▶ **MATERIAL SUPPLIED**:
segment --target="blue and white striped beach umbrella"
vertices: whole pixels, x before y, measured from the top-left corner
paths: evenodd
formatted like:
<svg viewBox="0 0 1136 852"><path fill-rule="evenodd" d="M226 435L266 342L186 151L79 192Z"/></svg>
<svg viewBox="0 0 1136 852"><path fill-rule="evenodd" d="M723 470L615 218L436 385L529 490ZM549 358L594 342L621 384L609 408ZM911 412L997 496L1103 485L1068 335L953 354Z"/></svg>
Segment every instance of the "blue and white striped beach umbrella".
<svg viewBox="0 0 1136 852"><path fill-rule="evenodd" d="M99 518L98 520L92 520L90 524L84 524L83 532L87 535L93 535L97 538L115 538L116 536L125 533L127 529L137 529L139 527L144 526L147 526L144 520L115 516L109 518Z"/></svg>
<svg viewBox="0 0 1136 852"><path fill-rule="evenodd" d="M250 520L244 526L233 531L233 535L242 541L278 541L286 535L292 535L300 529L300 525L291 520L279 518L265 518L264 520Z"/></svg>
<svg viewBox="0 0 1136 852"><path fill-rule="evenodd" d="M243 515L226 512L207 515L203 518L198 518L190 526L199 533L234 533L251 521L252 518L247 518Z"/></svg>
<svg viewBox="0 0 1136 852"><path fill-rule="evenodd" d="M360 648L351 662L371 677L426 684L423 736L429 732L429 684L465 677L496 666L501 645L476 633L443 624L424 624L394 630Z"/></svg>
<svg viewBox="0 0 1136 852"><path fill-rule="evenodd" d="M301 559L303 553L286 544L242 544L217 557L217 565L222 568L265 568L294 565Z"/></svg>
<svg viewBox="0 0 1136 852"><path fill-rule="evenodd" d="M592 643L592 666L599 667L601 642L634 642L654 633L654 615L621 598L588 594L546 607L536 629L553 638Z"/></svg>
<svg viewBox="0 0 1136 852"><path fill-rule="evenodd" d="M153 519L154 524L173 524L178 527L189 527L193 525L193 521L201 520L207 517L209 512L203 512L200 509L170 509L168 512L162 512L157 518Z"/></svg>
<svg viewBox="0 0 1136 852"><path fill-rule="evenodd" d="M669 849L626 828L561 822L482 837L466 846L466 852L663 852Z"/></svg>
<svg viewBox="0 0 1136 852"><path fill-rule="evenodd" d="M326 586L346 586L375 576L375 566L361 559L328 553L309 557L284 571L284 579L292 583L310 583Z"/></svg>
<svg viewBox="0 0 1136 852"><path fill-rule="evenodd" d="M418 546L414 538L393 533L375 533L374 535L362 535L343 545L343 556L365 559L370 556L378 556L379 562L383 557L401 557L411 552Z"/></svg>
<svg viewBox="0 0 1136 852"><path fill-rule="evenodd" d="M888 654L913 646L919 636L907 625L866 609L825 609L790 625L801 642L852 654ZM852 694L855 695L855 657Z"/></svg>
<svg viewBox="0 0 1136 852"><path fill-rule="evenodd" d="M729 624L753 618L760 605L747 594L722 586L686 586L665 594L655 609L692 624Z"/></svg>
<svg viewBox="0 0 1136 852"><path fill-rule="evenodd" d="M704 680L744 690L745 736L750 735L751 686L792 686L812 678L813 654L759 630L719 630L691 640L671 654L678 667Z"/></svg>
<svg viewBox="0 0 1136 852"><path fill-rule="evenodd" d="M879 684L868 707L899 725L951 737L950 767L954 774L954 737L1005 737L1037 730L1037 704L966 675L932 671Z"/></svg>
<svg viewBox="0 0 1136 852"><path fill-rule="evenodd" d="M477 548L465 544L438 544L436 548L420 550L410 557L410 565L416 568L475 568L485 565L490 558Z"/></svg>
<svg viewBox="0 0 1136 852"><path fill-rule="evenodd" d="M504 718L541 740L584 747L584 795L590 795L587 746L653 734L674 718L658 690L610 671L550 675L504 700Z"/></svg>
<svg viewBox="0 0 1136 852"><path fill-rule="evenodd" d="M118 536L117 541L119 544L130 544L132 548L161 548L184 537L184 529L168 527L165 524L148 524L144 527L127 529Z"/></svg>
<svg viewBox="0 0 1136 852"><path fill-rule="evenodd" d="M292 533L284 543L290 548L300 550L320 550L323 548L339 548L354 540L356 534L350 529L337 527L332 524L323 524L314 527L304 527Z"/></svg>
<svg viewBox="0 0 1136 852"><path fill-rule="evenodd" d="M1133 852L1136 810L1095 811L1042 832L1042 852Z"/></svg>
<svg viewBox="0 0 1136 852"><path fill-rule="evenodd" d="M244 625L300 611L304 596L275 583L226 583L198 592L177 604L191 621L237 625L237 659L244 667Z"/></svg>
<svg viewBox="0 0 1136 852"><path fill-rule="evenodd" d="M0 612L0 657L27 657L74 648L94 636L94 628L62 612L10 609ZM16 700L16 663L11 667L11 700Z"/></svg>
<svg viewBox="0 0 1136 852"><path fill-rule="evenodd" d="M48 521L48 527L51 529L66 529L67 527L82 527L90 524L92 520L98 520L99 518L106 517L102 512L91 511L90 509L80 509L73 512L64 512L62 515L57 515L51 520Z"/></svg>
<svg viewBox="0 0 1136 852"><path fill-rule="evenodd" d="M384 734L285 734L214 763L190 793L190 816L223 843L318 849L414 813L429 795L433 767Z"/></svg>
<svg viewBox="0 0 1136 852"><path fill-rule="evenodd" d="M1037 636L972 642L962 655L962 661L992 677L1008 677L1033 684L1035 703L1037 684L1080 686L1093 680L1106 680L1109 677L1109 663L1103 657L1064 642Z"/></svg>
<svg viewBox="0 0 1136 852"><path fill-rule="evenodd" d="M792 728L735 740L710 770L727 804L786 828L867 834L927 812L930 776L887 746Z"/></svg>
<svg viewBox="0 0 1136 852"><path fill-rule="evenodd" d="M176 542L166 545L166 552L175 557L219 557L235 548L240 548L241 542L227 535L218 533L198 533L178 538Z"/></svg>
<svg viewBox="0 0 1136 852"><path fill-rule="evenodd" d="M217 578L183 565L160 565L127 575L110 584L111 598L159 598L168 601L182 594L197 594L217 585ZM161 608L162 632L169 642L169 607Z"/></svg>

▶ **WHAT YOU WILL DO**:
Write out the whole listing again, exactly as it stands.

▶ **TASK SOLUTION**:
segment --target="blue and white striped beach umbrella"
vertices: whole pixels, x before y, measured from the top-left corner
paths: evenodd
formatted like:
<svg viewBox="0 0 1136 852"><path fill-rule="evenodd" d="M226 435L266 342L186 151L79 192Z"/></svg>
<svg viewBox="0 0 1136 852"><path fill-rule="evenodd" d="M723 470L615 218L436 385L529 490ZM549 358L594 342L621 384L609 408ZM911 412L997 496L1103 485L1068 335L953 354Z"/></svg>
Segment every instance of the "blue and white striped beach umbrella".
<svg viewBox="0 0 1136 852"><path fill-rule="evenodd" d="M99 518L98 520L92 520L90 524L84 524L83 532L87 535L93 535L97 538L115 538L116 536L125 533L127 529L137 529L139 527L144 526L147 526L144 520L115 516L109 518Z"/></svg>
<svg viewBox="0 0 1136 852"><path fill-rule="evenodd" d="M250 520L244 526L233 531L233 535L242 541L278 541L286 535L292 535L300 529L300 525L291 520L279 518L265 518L264 520Z"/></svg>
<svg viewBox="0 0 1136 852"><path fill-rule="evenodd" d="M243 515L226 512L207 515L203 518L198 518L190 526L199 533L234 533L251 521L252 518L247 518Z"/></svg>
<svg viewBox="0 0 1136 852"><path fill-rule="evenodd" d="M360 648L351 662L371 677L426 684L423 736L429 732L429 684L465 677L496 666L501 645L476 633L443 624L424 624L394 630Z"/></svg>
<svg viewBox="0 0 1136 852"><path fill-rule="evenodd" d="M301 559L303 553L286 544L242 544L217 557L217 565L222 568L265 568L294 565Z"/></svg>
<svg viewBox="0 0 1136 852"><path fill-rule="evenodd" d="M592 643L592 666L599 667L601 642L634 642L654 633L654 615L621 598L588 594L546 607L536 629L553 638Z"/></svg>
<svg viewBox="0 0 1136 852"><path fill-rule="evenodd" d="M153 519L154 524L173 524L178 527L189 527L193 525L193 521L201 520L207 517L209 512L203 512L200 509L170 509L168 512L162 512L157 518Z"/></svg>
<svg viewBox="0 0 1136 852"><path fill-rule="evenodd" d="M669 849L626 828L561 822L482 837L466 846L466 852L663 852Z"/></svg>
<svg viewBox="0 0 1136 852"><path fill-rule="evenodd" d="M326 586L346 586L375 576L375 566L361 559L328 553L309 557L284 571L284 579L292 583L310 583Z"/></svg>
<svg viewBox="0 0 1136 852"><path fill-rule="evenodd" d="M418 546L414 538L393 533L375 533L374 535L362 535L343 545L343 556L365 559L370 556L378 556L379 562L383 557L401 557L411 552Z"/></svg>
<svg viewBox="0 0 1136 852"><path fill-rule="evenodd" d="M888 654L913 646L919 636L907 625L866 609L825 609L790 625L801 642L852 654ZM852 694L855 695L855 657Z"/></svg>
<svg viewBox="0 0 1136 852"><path fill-rule="evenodd" d="M729 624L753 618L760 605L747 594L722 586L686 586L665 594L655 609L692 624Z"/></svg>
<svg viewBox="0 0 1136 852"><path fill-rule="evenodd" d="M704 680L744 690L745 736L750 735L751 686L792 686L812 678L813 654L759 630L719 630L691 640L671 654L678 667Z"/></svg>
<svg viewBox="0 0 1136 852"><path fill-rule="evenodd" d="M879 684L868 707L899 725L951 737L950 767L954 774L954 737L1005 737L1037 730L1037 704L966 675L932 671Z"/></svg>
<svg viewBox="0 0 1136 852"><path fill-rule="evenodd" d="M477 548L465 544L438 544L436 548L420 550L410 557L410 565L416 568L475 568L485 565L490 558Z"/></svg>
<svg viewBox="0 0 1136 852"><path fill-rule="evenodd" d="M504 718L541 740L584 747L584 795L590 795L587 746L653 734L674 718L658 690L610 671L550 675L504 700Z"/></svg>
<svg viewBox="0 0 1136 852"><path fill-rule="evenodd" d="M118 536L117 541L119 544L130 544L132 548L161 548L184 537L184 529L168 527L165 524L148 524L144 527L127 529Z"/></svg>
<svg viewBox="0 0 1136 852"><path fill-rule="evenodd" d="M292 533L284 543L290 548L300 550L320 550L323 548L339 548L354 540L356 534L350 529L337 527L332 524L323 524L314 527L304 527Z"/></svg>
<svg viewBox="0 0 1136 852"><path fill-rule="evenodd" d="M1133 852L1136 810L1095 811L1042 832L1042 852Z"/></svg>
<svg viewBox="0 0 1136 852"><path fill-rule="evenodd" d="M244 625L300 611L304 596L275 583L226 583L198 592L177 604L191 621L237 625L237 659L244 667Z"/></svg>
<svg viewBox="0 0 1136 852"><path fill-rule="evenodd" d="M0 612L0 657L27 657L74 648L94 636L94 628L62 612L10 609ZM16 700L16 663L11 667L11 700Z"/></svg>
<svg viewBox="0 0 1136 852"><path fill-rule="evenodd" d="M48 521L48 527L51 529L66 529L67 527L82 527L90 524L92 520L98 520L99 518L106 517L102 512L91 511L90 509L80 509L73 512L64 512L62 515L57 515L51 520Z"/></svg>
<svg viewBox="0 0 1136 852"><path fill-rule="evenodd" d="M384 734L285 734L214 763L190 793L190 816L223 843L318 849L414 813L429 795L433 767Z"/></svg>
<svg viewBox="0 0 1136 852"><path fill-rule="evenodd" d="M1037 636L972 642L962 655L962 661L992 677L1008 677L1033 684L1035 703L1037 684L1080 686L1093 680L1106 680L1109 677L1109 663L1103 657L1064 642Z"/></svg>
<svg viewBox="0 0 1136 852"><path fill-rule="evenodd" d="M792 728L735 740L710 770L727 804L786 828L867 834L927 812L930 776L887 746Z"/></svg>
<svg viewBox="0 0 1136 852"><path fill-rule="evenodd" d="M176 542L166 545L166 552L175 557L219 557L235 548L240 548L241 542L227 535L218 533L198 533L178 538Z"/></svg>
<svg viewBox="0 0 1136 852"><path fill-rule="evenodd" d="M217 578L183 565L160 565L127 575L110 584L111 598L159 598L168 601L182 594L197 594L217 585ZM161 608L162 632L169 642L169 607Z"/></svg>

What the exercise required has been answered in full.